(Position identification records)

>>>>>

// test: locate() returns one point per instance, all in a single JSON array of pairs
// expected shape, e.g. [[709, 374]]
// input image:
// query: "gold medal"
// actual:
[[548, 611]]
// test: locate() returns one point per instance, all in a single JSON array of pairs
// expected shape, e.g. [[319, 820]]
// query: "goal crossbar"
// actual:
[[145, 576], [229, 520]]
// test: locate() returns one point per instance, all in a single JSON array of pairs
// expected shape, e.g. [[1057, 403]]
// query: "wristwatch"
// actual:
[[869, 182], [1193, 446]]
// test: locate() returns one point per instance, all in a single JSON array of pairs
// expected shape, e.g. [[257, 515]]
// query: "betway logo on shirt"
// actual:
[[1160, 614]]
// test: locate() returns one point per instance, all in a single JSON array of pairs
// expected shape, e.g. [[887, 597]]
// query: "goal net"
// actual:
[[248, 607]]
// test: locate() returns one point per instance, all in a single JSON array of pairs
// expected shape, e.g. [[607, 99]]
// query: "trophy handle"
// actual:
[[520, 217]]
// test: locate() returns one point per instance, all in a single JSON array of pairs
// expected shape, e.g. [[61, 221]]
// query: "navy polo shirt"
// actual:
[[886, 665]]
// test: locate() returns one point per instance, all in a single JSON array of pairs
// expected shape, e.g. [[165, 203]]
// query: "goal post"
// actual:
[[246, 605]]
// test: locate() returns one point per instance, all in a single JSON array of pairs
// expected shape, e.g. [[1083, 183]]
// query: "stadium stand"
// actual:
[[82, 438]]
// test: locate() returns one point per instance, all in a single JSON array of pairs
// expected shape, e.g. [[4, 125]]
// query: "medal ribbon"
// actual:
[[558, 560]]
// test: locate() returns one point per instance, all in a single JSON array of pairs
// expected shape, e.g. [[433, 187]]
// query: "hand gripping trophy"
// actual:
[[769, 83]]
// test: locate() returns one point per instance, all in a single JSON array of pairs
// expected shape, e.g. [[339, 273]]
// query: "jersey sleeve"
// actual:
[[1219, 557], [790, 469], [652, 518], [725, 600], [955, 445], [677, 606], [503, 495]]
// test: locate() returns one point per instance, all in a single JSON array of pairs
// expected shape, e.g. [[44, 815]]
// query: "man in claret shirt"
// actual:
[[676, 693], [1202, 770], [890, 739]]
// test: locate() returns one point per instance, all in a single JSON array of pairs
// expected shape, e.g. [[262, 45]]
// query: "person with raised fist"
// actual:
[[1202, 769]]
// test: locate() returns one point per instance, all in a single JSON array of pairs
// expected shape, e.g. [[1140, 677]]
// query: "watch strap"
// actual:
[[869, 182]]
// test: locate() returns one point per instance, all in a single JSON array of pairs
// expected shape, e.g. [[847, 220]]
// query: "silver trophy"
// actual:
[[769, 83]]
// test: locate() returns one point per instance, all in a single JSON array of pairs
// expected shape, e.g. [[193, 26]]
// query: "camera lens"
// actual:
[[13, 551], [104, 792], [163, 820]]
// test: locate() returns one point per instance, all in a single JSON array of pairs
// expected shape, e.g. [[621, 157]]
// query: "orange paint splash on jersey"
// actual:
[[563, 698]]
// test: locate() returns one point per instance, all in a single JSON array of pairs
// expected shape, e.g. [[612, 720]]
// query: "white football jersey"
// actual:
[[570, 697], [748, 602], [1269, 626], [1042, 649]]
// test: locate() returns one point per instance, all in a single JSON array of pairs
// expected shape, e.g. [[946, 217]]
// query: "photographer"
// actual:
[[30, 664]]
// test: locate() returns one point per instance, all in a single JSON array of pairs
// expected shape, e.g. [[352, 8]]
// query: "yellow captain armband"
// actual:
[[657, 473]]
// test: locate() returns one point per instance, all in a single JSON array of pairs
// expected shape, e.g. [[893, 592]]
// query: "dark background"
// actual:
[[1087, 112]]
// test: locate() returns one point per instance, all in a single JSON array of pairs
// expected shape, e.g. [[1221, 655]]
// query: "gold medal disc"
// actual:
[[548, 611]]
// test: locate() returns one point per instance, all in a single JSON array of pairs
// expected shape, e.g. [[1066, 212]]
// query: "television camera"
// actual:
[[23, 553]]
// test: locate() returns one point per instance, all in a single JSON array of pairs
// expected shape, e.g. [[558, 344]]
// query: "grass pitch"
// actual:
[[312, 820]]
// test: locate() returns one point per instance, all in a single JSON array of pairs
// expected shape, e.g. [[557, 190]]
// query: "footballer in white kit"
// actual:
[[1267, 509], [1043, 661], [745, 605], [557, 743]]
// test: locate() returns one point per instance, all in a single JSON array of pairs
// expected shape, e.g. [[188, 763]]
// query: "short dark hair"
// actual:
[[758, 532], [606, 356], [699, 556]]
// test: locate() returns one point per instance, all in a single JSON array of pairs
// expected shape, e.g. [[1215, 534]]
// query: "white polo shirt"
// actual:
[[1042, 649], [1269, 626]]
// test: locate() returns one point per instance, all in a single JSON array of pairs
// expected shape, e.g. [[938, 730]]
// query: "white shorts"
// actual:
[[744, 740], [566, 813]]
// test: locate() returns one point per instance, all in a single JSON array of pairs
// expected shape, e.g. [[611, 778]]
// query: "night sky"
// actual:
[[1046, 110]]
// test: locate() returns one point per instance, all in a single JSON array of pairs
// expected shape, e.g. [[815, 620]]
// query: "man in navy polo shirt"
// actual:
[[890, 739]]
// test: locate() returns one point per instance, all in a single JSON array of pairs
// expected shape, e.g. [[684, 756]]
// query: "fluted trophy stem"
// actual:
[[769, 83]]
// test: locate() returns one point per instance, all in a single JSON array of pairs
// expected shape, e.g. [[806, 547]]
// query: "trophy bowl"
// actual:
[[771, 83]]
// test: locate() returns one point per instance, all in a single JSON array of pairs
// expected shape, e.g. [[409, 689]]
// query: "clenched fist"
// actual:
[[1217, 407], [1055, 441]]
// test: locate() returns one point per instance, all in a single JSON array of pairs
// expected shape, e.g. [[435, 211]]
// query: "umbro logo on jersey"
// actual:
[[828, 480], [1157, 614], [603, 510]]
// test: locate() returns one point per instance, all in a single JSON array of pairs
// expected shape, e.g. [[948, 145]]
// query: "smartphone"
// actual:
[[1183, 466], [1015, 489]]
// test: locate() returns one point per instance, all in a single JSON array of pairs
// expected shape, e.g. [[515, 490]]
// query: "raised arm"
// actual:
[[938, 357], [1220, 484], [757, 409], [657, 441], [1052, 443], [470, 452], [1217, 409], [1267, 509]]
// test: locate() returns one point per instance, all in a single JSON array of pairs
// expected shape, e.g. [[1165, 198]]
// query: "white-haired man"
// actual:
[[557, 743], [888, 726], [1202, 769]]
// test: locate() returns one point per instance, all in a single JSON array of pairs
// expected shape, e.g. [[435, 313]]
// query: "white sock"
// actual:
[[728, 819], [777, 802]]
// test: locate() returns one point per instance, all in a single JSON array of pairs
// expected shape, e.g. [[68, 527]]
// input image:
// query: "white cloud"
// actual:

<<<<<

Exercise objective → Swap "expected shape" for "sample output" throughout the data above and leave everything else as it is.

Worked solution →
// test: locate() returns one point per instance, all in a single JSON array of pairs
// sample output, e.g. [[709, 374]]
// input image:
// query: "gold medal"
// actual:
[[548, 611]]
// test: locate() returns one point per instance, all in a single JSON array of pairs
// sample output, e.g. [[319, 820]]
// query: "goal crossbar"
// actual:
[[145, 576], [229, 520]]
// test: locate() returns one point per instance, all in a single JSON array of pairs
// sample output, e.g. [[1057, 403]]
// query: "wristwatch"
// actual:
[[869, 182], [1193, 446]]
// test: locate() returns one point per instance, all in a single JSON array of pairs
// sample output, e.g. [[257, 515]]
// query: "betway logo on shirt"
// actual:
[[1160, 614]]
// test: locate() returns one point per instance, all in a single JSON array of pairs
// sample output, e.g. [[887, 597]]
// query: "goal net"
// actual:
[[248, 607]]
// test: locate() returns one point per instance, all in a single JSON array of pairs
// sample output, e.g. [[607, 99]]
// query: "trophy handle"
// actual:
[[520, 217]]
// test: locate() returns one point per instance, all in a single JSON array of pairs
// sample output, e.g. [[61, 221]]
// query: "navy polo shirt"
// actual:
[[886, 665]]
// test: locate() returns one point per instance, all in a single JSON array of pairs
// sample output, e.g. [[165, 203]]
// query: "goal post"
// actual:
[[246, 605]]
// test: locate() returns one point per instance, all in a single JSON array of pairs
// sample output, e.g. [[1083, 183]]
// query: "stadium stand"
// actual:
[[82, 438]]
// test: locate() returns one point per instance, all in a single JSON array of pairs
// sample output, e.g. [[4, 125]]
// query: "medal ribbon"
// actual:
[[558, 560]]
// test: locate() returns one point per instance, all in a single JSON array of pairs
// sample output, e.g. [[433, 187]]
// query: "hand gripping trophy"
// actual:
[[769, 83]]
// test: locate() returns one point per instance, all in a single JSON array of pairs
// sample output, e.g. [[339, 273]]
// query: "jersey sleeve"
// actual:
[[1219, 557], [790, 469], [652, 518], [725, 600], [955, 445], [677, 606], [503, 495]]
// test: locate() returns one point per instance, all in a single JSON array of pairs
// sample output, e.g. [[44, 815]]
// query: "man in claret shirt"
// actual:
[[676, 693], [1202, 770], [890, 739]]
// test: locate() returns one point per instance, all in a single JSON array of pairs
// sample output, e.g. [[262, 45]]
// query: "person with raised fist"
// actual:
[[1202, 769]]
// test: locate() returns one point per instance, all in a single JSON array of pairs
// sample output, e.g. [[1140, 677]]
// query: "watch strap"
// actual:
[[869, 182]]
// test: locate() returns one point per instance, all in a single JSON array of pairs
// sample output, e.g. [[847, 220]]
// query: "silver trophy"
// actual:
[[769, 83]]
// test: locate() returns one point per instance, all in a single JSON array of pairs
// sample output, e.g. [[193, 26]]
// query: "camera lens"
// actual:
[[13, 551], [104, 792], [163, 820]]
// test: locate() returns one point per instance, all in a single JSON array of pairs
// sample output, e.g. [[621, 157]]
// query: "orange paint splash on jersey"
// actual:
[[563, 698]]
// test: locate() returns one point per instance, all in a single JSON array of pairs
// sample output, e.g. [[612, 720]]
// query: "white football jersey"
// actual:
[[570, 697], [748, 602], [1269, 626], [1042, 649]]
// test: locate() returns one point per instance, all in a single JSON array of pairs
// sample output, e.g. [[946, 217]]
// query: "photographer"
// actual:
[[30, 664]]
// test: locate() returns one point per instance, all in a single JSON array of pairs
// sample output, e.g. [[352, 8]]
// query: "yellow captain armband"
// actual:
[[657, 473]]
// test: locate() returns one point per instance, all in a single JSON array of pairs
// sample output, e.g. [[893, 592]]
// query: "dark background"
// actual:
[[1087, 112]]
// test: locate() returns one point per instance, all in a single JSON array of pairs
// sample output, e.g. [[1221, 655]]
// query: "gold medal disc"
// actual:
[[548, 611]]
// test: locate() returns one point per instance, all in a single JSON array of pairs
// sample output, e.g. [[1066, 212]]
// query: "television camera"
// actual:
[[23, 553]]
// test: locate() returns one point per instance, all in a single JSON array of pairs
// sample output, e.g. [[558, 344]]
// query: "grass pitch"
// actual:
[[312, 820]]
// test: locate() returns one point per instance, all in a single JSON array of pairs
// sample output, e.g. [[557, 190]]
// query: "footballer in white kit"
// actual:
[[1267, 509], [1043, 661], [745, 605], [557, 743]]
// test: locate() returns one point per instance, all in a single JSON array of pairs
// sample output, e.g. [[188, 763]]
// query: "short dark hair"
// actual:
[[758, 532], [606, 356], [699, 556]]
// test: locate() returns one point per instance, all in a single JSON array of pairs
// sample output, e.g. [[1215, 534]]
// query: "white polo shirt"
// actual:
[[1042, 649], [1269, 626]]
// test: locate() returns one point per instance, all in a single JSON array of pairs
// sample output, e.g. [[938, 730]]
// query: "white shorts"
// actual:
[[744, 740], [566, 813]]
// test: locate() returns one point per instance, all in a single JSON array of pairs
// sample output, e.g. [[611, 778]]
// query: "night sky"
// actual:
[[1046, 110]]
// test: locate() returns one point per instance, all in a single JSON array of pairs
// sample output, e.g. [[815, 620]]
// query: "man in navy polo shirt"
// actual:
[[890, 739]]
// test: locate() returns one point per instance, all in a single JSON array of pairs
// sample output, e.g. [[684, 756]]
// query: "fluted trophy stem"
// actual:
[[769, 83]]
// test: locate() returns one point per instance, all in a single JSON array of pairs
// sample output, e.g. [[806, 547]]
// query: "trophy bowl"
// actual:
[[771, 83]]
// test: locate() returns one point per instance, all in a single JSON array of pairs
// sample output, e.g. [[409, 689]]
// query: "clenched fist"
// actual:
[[1217, 407], [1055, 441]]
// test: locate() returns one point per instance, all in a single JSON array of pairs
// sample output, e.g. [[435, 211]]
// query: "umbro logo on jersey"
// actual:
[[828, 480], [1157, 614], [603, 510]]
// test: locate() returns one point per instance, all in a single JSON array of pairs
// sample output, e.g. [[948, 145]]
// query: "smartphone"
// actual:
[[1183, 466], [1015, 489]]
// test: locate() returns one point per instance, all in a single JSON array of pairs
// sample output, e.g. [[515, 490]]
// query: "raised arm"
// actual:
[[938, 357], [1220, 484], [757, 409], [657, 441], [1052, 443], [470, 452], [1217, 409], [1267, 509]]
// test: locate() returns one point per instance, all in a single JSON array of pairs
// sample output, e.g. [[1165, 198]]
// query: "white-haired man"
// actual:
[[557, 743], [888, 726], [1202, 769]]
// test: locate() returns one point per instance, all in a single JSON array of pairs
// sample output, e.g. [[435, 313]]
// query: "white sock"
// actual:
[[728, 819], [777, 802]]
// test: locate() returns one point per instance, all in a single JSON array of pairs
// sample output, e.g. [[68, 527]]
// input image:
// query: "white cloud"
// actual:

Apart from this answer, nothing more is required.